• _What is asked_
Which lines in the items below contain the word "blue"? Filter them out and copy each one in full.
[start of Supplied material]
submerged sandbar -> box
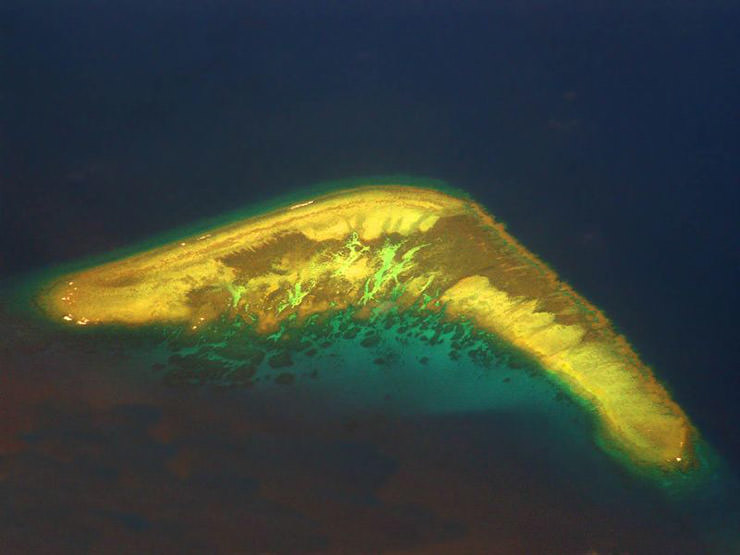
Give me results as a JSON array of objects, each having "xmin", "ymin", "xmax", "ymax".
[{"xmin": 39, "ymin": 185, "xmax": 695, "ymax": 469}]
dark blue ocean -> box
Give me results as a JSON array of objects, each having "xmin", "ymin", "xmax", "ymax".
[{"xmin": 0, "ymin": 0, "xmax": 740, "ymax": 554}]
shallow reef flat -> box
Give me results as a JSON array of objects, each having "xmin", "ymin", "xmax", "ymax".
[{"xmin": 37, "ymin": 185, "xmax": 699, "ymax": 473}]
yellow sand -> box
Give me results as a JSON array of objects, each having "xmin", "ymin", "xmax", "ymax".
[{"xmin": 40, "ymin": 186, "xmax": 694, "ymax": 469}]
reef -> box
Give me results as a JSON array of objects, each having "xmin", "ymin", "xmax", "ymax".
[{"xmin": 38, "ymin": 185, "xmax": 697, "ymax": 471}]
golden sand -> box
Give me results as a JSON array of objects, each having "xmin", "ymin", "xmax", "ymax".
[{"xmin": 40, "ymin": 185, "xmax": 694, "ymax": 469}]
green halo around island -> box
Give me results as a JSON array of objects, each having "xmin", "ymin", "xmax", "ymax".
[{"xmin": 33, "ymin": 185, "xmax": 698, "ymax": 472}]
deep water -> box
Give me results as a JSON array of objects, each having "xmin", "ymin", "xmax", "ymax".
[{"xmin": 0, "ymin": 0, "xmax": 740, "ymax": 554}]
[end of Supplied material]
[start of Supplied material]
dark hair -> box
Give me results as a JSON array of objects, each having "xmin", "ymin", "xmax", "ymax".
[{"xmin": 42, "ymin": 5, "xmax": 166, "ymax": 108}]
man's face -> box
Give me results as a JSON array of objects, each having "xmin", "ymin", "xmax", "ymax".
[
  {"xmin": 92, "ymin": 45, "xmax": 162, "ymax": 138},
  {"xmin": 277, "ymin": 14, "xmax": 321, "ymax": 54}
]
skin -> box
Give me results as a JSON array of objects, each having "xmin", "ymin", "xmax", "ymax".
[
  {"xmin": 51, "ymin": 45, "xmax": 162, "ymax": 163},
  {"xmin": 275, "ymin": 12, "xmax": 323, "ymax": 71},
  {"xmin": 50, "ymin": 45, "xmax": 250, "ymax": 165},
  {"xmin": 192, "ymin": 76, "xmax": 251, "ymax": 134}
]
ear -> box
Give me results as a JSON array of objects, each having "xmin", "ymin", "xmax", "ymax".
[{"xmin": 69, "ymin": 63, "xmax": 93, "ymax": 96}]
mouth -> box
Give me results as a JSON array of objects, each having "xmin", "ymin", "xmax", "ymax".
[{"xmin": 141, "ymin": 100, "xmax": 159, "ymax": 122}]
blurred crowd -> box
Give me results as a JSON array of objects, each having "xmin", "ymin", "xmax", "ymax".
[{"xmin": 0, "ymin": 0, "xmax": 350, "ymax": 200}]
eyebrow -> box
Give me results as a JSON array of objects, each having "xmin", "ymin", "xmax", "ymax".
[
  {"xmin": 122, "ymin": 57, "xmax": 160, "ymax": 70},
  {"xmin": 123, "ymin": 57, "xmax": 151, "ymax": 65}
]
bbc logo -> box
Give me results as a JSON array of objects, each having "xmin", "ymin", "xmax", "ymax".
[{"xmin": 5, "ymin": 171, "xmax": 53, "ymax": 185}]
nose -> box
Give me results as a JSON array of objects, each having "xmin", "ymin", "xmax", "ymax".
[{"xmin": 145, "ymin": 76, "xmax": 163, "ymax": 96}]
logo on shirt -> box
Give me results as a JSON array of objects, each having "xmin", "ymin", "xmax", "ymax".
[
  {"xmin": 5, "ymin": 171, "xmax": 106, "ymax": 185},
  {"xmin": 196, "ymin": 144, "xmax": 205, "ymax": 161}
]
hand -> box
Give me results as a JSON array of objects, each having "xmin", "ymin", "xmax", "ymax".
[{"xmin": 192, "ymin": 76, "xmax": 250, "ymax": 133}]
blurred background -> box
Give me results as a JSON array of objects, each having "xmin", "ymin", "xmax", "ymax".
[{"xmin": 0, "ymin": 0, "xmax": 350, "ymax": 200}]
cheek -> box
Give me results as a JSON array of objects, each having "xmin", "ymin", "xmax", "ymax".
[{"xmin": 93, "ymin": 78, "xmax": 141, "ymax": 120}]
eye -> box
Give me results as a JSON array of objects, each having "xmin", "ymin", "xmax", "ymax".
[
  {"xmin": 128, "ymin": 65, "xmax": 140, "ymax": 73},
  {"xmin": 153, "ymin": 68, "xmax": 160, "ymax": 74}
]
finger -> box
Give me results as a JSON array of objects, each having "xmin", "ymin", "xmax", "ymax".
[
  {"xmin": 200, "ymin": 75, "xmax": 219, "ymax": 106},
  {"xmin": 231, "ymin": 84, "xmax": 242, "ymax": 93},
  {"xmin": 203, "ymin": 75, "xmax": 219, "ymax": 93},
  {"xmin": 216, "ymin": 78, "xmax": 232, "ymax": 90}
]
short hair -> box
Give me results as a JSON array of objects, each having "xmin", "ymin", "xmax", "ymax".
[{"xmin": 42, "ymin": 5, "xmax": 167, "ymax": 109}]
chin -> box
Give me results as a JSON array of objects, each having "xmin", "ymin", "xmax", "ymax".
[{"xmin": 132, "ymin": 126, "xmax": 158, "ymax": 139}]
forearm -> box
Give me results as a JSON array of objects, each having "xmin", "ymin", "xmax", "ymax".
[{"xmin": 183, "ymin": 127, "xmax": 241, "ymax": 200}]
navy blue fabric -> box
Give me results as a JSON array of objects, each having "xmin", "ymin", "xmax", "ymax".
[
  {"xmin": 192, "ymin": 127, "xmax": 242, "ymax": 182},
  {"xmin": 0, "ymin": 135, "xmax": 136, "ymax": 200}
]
[end of Supplied material]
• _Result of this exercise_
dark blue ocean -> box
navy blue fabric -> box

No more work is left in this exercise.